Extracted records:
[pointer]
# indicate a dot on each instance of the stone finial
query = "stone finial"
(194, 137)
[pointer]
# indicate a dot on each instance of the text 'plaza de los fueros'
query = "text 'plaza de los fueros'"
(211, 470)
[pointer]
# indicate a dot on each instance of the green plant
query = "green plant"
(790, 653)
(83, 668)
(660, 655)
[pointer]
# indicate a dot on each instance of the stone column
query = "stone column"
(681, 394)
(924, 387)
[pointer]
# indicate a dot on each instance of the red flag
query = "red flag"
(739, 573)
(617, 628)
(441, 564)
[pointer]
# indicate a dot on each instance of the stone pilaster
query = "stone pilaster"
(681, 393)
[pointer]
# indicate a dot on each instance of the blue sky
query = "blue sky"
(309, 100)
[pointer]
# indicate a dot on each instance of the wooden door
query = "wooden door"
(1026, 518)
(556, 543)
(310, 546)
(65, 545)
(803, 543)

▶ [Exercise description]
Please rewrite the records above as a two-column CSV with the headers request and answer. Include one row per record, putting its request text and its answer each in a single quoted field, with any line breaks replaced by spaces.

▶ [Task solution]
request,answer
"[pointer] # indicate a dot on each instance of the stone finial query = ""stone finial""","(194, 137)"
"[pointer] # indicate a dot on each instance of the text 'plaza de los fueros' query = ""text 'plaza de los fueros'""","(211, 470)"
"[pointer] # indicate a dot on each instance of the green plant query = ""green plant""","(790, 653) (83, 668) (660, 655)"
"[pointer] # indicate a dot on each instance of the stone column query = ""stone column""","(681, 394) (924, 387)"
"[pointer] # indicate a dot on each instance of the red flag query = ""red flag""","(739, 573) (617, 628) (441, 564)"
"[pointer] # indicate a dot on each instance of the stone pilaster query = ""stone pilaster""","(681, 393)"
"[pointer] # indicate a dot on each instance of the blue sky query = ""blue sky""","(309, 100)"
"[pointer] # indicate a dot on each instance of the wooden door query = ""wooden door""","(1026, 518) (556, 543) (310, 546) (65, 545) (803, 543)"